** begin Excerpted data **
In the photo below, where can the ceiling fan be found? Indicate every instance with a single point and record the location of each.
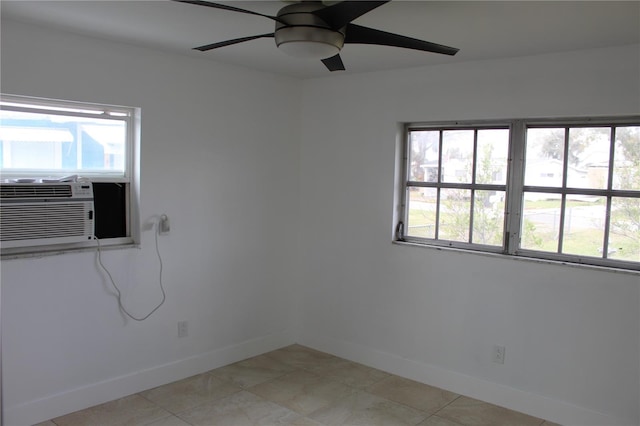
(313, 29)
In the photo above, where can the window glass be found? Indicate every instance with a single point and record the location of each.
(42, 144)
(457, 156)
(626, 169)
(545, 157)
(571, 193)
(492, 153)
(588, 157)
(47, 141)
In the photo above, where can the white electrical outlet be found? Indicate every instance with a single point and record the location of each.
(498, 354)
(183, 328)
(164, 225)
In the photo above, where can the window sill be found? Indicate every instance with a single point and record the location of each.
(520, 258)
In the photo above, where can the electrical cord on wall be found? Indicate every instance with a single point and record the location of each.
(119, 294)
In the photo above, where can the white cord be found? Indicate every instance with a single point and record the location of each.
(119, 297)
** end Excerpted data **
Copy every line of the data above word for word, leaving out the picture.

In the photo below, where can the ceiling fan be found? Indicate every instance with a single point and record the location of each.
(313, 29)
In the photo above, where can the window glass be found? Indicate every instance with a single point and record the location of each.
(42, 144)
(457, 156)
(626, 169)
(545, 157)
(571, 193)
(492, 153)
(588, 157)
(47, 141)
In the photo above, where can the white electrical outlet be found? Indicate every instance with a single point and record the location of each.
(498, 354)
(183, 328)
(164, 225)
In the photo above, where can the window sill be found? Indicate every instance with a single point and record the location of each.
(520, 258)
In the photo above, where can the electrical cord on wall be found? Indicate every instance with a single point and record the location of each.
(119, 294)
In the photo above, where can the white cord be found? Indicate every instance with a single point and record the location of each.
(119, 297)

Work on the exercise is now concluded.